What the exercise asks:
According to the article on myelin, what is the most important ingredient when attempting to create myelin?

YOUR BEST COACH IS MYELIN


No matter how good a coach or player you think you are, you would be nothing without the help of a substance called myelin. The better you are as a coach at creating myelin in your players, the better their results will be. The more myelin your players have, the better they perform. It's as simple as that!

Think what could happen if you understood how to train to create myelin and were able to even increase the production of myelin each and every practice session. Do I have your interest yet?

Let’s start by explaining what myelin is first. 

Myelin is a substance inside your body that coats itself around the neurological pathways and assist with any activity that you do often or repetitively . Instead of having to re-learn a tennis fore-hand every-time you went out to play, the body creates myelin to help you “remember” the process. It creates a neurological "super highway".

Someone who plays tennis only on week-ends will have less myelin around the “tennis neurological pathways” than a player on the ATP or WTA Tours. The myelin build-up of an ATP or WTA professional tennis player will be considerably more than that of a weekend player because they play and practice every day for hours.

For years medical people have noticed this excessive myelin build-up in people who specialized and excelled in their particular field of endeavor. Tennis players, violinists, racing car drivers, scientists, barbers, anybody who performed an activity intensely over a long period of time produced excessive myelin build-up that .

 It was thought that myelin was present in these exceptional people simply because they performed their tasks more often. Our earlier belief was that the mere repetition of an activity created myelin, but we didn’t know why the body needed to produce myelin nor what purpose myelin actually served.

Knowing the reason why we produce myelin and the purpose it serves has only just been discovered. Our new understanding of myelin has profound implications on how, as coaches we should teach tennis and how we should conduct our on-court practice sessions each day.

Why We Create Myelin

We all know that if you hit thousands of back-hands during practice your back-hand will get better. If you practice your back-hand for one full hour on Monday it will feel much better on Tuesday. That feeling has been termed “gaining confidence” and is sometimes called “grooving” the stroke, but that is being too simplistic.

In pre-historic times the human body created myelin so that we are able to perform very important activities when we were faced with danger. It was about survival.  

Myelin helps make an activity more efficient. Done enough times, climbing that tree to avoid being eaten by a predator will become very efficient, and thankfully so! It’s linked to us surviving as a species.


What Creates Myelin in a Player

Remember how well you played after a few continuous weeks of tournaments? Waking each day and playing to the best of your ability against high caliber opposition? You started to feel really good about hitting those clutch passing shots and serving yourself out of trouble on break points. 

You were creating myelin during those important matches. This leads to the most important ingredient when attempting to create myelin… STRESS!

The more stress we are repeatedly under, the faster myelin is produced and in greater quantities. This is important and worth repeating: DOING AN ACTIVITY FREQUENTLY AND UNDER STRESS CREATES MYELIN FASTER AND IN GREATER QUANTITIES.

Data provided:
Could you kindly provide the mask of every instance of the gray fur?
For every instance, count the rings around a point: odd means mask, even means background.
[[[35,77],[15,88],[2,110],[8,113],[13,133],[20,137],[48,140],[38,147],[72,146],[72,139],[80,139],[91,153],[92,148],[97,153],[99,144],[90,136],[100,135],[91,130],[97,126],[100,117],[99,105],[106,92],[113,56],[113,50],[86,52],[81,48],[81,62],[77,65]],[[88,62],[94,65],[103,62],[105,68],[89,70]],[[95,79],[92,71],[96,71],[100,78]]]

Answer section:
Stress